### [Stated exercise]
From the line that has "Objective — one pin per instance of the front door" down to the final line of the listing below, transcribe every line exactly, and only those.

### [Task input]

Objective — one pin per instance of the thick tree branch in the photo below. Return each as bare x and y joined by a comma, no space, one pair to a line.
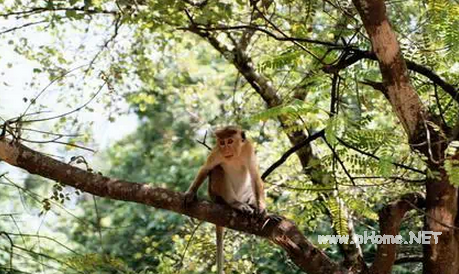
357,55
285,234
390,218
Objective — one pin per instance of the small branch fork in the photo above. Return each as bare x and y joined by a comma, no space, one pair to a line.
390,219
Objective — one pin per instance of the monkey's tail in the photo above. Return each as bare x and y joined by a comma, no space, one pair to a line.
220,257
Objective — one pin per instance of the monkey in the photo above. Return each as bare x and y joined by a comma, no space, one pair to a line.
234,179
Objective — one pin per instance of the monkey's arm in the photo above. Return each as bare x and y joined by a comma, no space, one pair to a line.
257,182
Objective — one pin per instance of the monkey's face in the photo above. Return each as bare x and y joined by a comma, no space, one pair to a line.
229,147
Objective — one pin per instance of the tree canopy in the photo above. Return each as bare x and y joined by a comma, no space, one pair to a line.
352,105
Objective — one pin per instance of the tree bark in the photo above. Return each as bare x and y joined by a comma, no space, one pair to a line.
285,233
441,196
352,253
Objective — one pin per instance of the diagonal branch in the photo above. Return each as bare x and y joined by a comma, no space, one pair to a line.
285,233
358,55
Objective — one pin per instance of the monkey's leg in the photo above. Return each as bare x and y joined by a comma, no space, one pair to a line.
220,256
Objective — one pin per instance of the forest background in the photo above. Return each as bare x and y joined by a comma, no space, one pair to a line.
355,123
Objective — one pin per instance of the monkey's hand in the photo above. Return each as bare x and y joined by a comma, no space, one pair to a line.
190,197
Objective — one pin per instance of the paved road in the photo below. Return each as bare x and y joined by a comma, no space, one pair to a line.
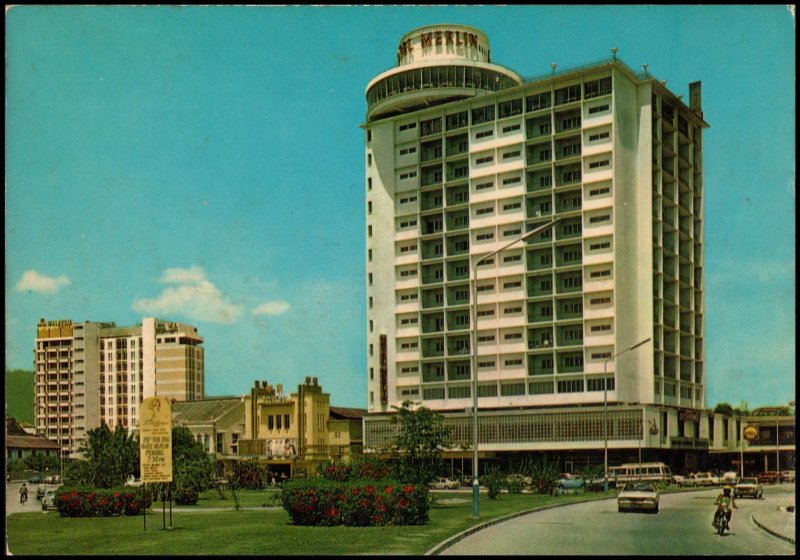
682,527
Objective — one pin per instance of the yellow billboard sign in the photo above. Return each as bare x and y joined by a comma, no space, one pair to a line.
155,440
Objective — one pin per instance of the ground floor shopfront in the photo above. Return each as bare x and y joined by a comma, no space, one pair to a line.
578,437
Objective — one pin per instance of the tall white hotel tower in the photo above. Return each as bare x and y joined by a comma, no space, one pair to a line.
462,157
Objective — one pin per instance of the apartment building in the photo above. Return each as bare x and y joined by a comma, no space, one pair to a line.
464,157
88,374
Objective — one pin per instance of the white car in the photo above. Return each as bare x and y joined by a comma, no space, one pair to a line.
442,483
638,496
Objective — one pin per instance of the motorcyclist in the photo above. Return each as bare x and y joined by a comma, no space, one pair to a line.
726,500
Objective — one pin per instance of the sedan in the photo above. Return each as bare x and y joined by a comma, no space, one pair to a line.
638,496
748,487
568,481
444,484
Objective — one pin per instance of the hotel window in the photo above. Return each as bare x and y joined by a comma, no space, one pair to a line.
568,94
596,88
510,108
458,120
483,114
512,389
537,101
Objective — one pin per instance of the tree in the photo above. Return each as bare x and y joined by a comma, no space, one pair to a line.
417,450
111,456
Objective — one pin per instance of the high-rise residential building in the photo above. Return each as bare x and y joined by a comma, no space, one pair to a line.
463,157
90,373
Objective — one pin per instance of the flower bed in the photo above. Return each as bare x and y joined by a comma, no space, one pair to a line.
98,502
356,503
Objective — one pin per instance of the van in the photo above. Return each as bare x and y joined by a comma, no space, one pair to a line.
652,472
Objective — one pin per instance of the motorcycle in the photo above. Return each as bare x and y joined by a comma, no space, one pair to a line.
721,519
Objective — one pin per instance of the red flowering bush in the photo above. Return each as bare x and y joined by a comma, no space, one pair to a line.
323,502
99,502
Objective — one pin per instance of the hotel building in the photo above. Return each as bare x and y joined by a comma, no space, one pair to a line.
463,157
88,374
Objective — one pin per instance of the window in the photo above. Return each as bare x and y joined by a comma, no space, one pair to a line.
599,246
600,191
483,114
596,88
568,94
510,108
599,136
537,101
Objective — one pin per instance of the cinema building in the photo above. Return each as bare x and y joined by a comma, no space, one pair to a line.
463,157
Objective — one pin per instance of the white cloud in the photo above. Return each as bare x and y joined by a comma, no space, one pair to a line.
32,281
272,308
193,296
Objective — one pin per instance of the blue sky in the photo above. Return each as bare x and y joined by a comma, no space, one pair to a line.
205,165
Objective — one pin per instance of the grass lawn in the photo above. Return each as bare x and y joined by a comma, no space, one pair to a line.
249,532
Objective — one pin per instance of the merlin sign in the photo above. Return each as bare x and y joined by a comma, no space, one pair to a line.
429,38
155,440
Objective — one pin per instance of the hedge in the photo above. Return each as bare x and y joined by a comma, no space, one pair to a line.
97,502
355,503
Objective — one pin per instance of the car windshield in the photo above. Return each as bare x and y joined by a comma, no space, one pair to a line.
638,487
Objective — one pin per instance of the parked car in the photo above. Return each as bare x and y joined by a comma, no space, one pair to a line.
442,483
567,481
749,486
769,477
133,482
49,499
638,496
730,477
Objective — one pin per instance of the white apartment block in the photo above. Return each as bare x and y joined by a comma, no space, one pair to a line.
88,374
464,156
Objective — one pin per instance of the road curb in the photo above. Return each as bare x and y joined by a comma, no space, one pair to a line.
467,532
766,529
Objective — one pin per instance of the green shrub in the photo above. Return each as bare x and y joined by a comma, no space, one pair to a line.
324,502
100,502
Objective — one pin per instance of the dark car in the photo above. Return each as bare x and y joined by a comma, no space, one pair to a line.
769,477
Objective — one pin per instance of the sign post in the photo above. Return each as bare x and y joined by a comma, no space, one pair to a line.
155,443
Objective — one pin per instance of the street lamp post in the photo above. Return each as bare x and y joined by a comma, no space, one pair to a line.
474,352
605,409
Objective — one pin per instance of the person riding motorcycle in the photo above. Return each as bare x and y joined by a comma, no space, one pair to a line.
724,502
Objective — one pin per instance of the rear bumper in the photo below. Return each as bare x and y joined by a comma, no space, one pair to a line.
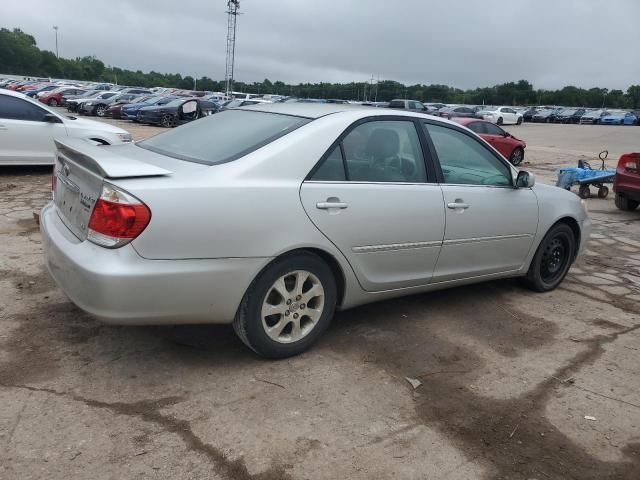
120,287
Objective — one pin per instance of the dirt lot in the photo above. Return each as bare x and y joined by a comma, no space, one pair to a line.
508,376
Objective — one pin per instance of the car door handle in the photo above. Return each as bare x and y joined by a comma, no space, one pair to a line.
456,205
328,205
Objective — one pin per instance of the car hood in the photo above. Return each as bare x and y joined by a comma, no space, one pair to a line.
91,125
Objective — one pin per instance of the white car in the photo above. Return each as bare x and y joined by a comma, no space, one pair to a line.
27,130
501,116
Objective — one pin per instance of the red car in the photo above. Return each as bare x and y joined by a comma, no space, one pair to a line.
626,183
510,147
53,98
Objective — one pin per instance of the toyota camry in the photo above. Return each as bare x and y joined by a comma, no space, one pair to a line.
271,217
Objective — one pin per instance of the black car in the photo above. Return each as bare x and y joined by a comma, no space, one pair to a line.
569,115
528,115
177,112
411,105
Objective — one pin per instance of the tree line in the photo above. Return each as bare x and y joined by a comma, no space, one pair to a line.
20,55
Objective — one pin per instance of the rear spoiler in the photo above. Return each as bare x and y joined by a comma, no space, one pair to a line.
106,162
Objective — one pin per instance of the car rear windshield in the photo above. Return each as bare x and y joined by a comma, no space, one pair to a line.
223,137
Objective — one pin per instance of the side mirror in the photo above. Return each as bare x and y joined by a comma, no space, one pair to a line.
51,118
525,179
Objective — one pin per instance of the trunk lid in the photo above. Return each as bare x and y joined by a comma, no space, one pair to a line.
80,170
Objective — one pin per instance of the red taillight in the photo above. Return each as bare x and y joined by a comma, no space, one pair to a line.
117,218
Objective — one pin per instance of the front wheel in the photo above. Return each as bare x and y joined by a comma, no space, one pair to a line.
516,157
287,307
552,259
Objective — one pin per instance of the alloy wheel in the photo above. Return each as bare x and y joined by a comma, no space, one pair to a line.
292,306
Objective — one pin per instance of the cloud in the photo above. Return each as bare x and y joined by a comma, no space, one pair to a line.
463,43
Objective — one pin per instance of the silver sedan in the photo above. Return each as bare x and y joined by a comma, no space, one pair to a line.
271,217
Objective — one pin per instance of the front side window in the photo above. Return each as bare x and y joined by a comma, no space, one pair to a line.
378,151
18,109
224,137
464,160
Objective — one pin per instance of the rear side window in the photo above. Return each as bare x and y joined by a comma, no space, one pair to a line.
377,151
18,109
223,137
465,161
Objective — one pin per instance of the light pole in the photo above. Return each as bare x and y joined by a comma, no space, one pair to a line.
55,27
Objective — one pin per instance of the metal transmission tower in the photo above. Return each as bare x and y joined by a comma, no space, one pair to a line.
232,16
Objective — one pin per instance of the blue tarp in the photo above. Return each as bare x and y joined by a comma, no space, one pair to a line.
571,176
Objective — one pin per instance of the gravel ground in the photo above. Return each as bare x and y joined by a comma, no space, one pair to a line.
508,377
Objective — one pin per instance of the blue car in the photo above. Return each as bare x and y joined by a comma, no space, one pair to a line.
130,111
619,118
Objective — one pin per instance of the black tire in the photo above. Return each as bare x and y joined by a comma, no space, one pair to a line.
584,191
626,204
552,260
168,121
248,323
603,192
517,157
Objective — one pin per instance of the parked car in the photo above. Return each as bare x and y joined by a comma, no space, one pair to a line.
411,105
510,147
501,116
53,98
527,116
593,117
618,117
453,112
45,88
626,183
176,112
114,109
568,115
201,199
130,111
98,105
28,129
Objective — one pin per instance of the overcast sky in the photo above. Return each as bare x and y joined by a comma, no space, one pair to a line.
464,43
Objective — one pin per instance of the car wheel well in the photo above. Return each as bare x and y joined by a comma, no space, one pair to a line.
336,269
575,228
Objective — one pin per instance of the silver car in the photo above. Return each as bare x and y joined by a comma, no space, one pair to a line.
272,216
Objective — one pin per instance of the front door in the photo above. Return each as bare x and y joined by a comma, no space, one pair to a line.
371,196
490,225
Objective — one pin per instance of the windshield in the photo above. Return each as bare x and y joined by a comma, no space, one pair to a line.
223,137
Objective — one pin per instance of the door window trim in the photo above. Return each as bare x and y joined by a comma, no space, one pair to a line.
430,166
471,135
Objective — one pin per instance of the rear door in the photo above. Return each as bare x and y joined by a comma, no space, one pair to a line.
490,225
25,138
375,198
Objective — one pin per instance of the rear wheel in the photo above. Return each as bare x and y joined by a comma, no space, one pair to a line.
287,307
626,204
516,157
552,259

### [Expected answer]
Objective — one pin per instance of the front door in the photo above. Return each as bare x and y joined by a comma, no space, one pair to a line.
371,196
490,225
Objective — one pin per instance of the windshield in the photo above. Return each as bare x and y joined by a comma, no space, one pair to a line.
223,137
Objective — one pin per instance of the door window trim in the photo above. Return each as bare x and y joined by a comma, no space, one pair to a line.
430,166
471,135
Objective — one pin per instance of the rear door in the photo above. Return each as bare x and y joined by a comma, no space, one pair to a line.
490,225
25,138
375,198
Objective — one pin per instance of the rear wheel in the photo above. Return each as bare x and y joined by a comma, no space, one pair to a line.
287,307
626,204
516,157
552,259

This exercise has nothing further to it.